## TASK DIRECTIONS
Arrange the data below as a numbered list, leaving out any blank lines.

Records from a pointing dataset:
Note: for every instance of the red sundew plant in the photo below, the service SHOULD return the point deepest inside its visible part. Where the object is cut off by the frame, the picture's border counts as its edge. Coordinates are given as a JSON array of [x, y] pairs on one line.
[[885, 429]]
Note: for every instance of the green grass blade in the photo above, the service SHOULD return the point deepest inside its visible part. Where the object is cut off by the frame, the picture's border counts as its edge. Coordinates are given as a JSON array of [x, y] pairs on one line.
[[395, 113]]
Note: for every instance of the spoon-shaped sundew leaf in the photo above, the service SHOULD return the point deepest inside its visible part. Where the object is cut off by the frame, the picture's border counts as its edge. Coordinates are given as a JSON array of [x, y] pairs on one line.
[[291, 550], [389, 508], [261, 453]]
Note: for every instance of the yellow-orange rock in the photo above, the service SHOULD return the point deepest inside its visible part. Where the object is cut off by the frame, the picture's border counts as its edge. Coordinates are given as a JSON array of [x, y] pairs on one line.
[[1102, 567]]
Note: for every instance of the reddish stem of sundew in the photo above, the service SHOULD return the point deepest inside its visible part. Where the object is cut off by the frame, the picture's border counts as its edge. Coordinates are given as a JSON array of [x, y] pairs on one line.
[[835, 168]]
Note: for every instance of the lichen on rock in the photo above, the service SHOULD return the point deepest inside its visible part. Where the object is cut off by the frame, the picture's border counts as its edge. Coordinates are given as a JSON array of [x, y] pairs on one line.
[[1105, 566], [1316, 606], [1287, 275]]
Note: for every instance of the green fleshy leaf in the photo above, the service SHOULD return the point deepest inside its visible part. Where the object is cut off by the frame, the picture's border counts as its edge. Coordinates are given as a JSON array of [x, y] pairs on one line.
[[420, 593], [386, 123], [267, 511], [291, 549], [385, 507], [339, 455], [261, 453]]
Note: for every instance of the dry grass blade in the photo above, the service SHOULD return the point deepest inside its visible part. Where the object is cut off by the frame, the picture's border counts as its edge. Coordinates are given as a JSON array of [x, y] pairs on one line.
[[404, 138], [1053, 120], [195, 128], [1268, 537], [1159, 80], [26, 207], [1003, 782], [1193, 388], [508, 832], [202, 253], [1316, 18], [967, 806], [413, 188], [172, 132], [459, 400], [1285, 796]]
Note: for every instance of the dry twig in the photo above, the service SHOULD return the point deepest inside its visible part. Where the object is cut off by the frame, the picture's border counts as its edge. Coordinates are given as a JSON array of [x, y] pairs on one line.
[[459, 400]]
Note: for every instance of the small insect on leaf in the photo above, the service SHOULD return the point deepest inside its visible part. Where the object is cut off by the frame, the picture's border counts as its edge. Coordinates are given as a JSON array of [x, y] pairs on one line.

## TASK ANSWER
1. Note: for every instance of the red sundew plant in the photo below, the service SHOULD return the point deepest inside its visible part. Where the object is cut off by the frame, the picture's border counts as its edge. Coordinates are given as a JSON array of [x, y] pairs on one line.
2. [[885, 429]]
3. Note: for every instance of the green grass blade in the photo above, the service SHOULD return the point deepest inside its visible part. Where the object is cut off by the frame, the picture's border counts as its edge. Coordinates are given as a JSON array of [x, y] pairs on one line.
4. [[395, 113]]
5. Note: for every instance of the spoon-shaped sundew leaf in the photo above, the service SHOULD return the point deepest inside its visible part. Where the object is cut off by the frame, the picture's border counts as its edge. Coordinates are given as a JSON array of [x, y] pairs on one line.
6. [[291, 550], [389, 508], [261, 453]]
7. Note: for every instance of the yellow-orange rock in the photo above, the service SHOULD return the point deepest inside its visible part. Where the object is cut off by the frame, the picture's border counts as its edge. Coordinates are given as a JSON array of [x, y] pairs on one line.
8. [[1102, 567]]
9. Note: for every instance of the reddish stem of sundew in the photo above, the service SHOULD return the point deepest inside its visible part. Where the object is cut off by the frame, the picture's border counts as its edge. Coordinates are given as a JSON array of [x, y] pairs on one line.
10. [[835, 168]]
11. Note: for every instance of the lichen on rock in the photo above, the service SHOULD return the point deepest inside its visible part. Where the object is cut off by the frame, the picture's border counts as its edge. Coordinates are given as a JSON array of [x, y] pairs on one line.
12. [[1105, 566], [1316, 606], [1287, 275]]
13. Note: for every instance of the green fleshy leaf in the photo above, the service SHOULD return the point deepest inside its visible part. Where the object is cut off by the frame, the picture's border counts as its edge. Coordinates are given as a JSON array of [x, y] pairs on one line.
14. [[420, 593], [386, 123], [267, 511], [291, 549], [385, 507], [339, 455], [261, 453]]
15. Note: for every instance of the dry grass blade in the photo above, the service SHOULD return the point deepest inside its visible part. Where the object is cut off by the frame, the picture's border counts as its edge. Coordinates are given as a JSON array of [x, y] pairs on one line.
16. [[404, 138], [1053, 120], [195, 128], [1268, 537], [1159, 80], [26, 207], [1003, 782], [1193, 388], [508, 832], [202, 253], [1316, 18], [967, 806], [413, 188], [172, 132], [459, 400], [1285, 796]]
17. Note: for every instance of the dry twig in the photo above, the service SHOULD return the point deepest inside its visible part. Where the object is cut off by the frame, the picture's border counts as its edge. Coordinates are given as a JSON array of [x, y] pairs on one line.
18. [[459, 400]]
19. Note: for every instance of the small insect on leaf in the photo above, the service SHOULD return the point deepest inside its visible part. Where the object is cut off by the frame, the picture's border counts as its edge. Coordinates are given as a JSON array of [x, y] pairs on one line.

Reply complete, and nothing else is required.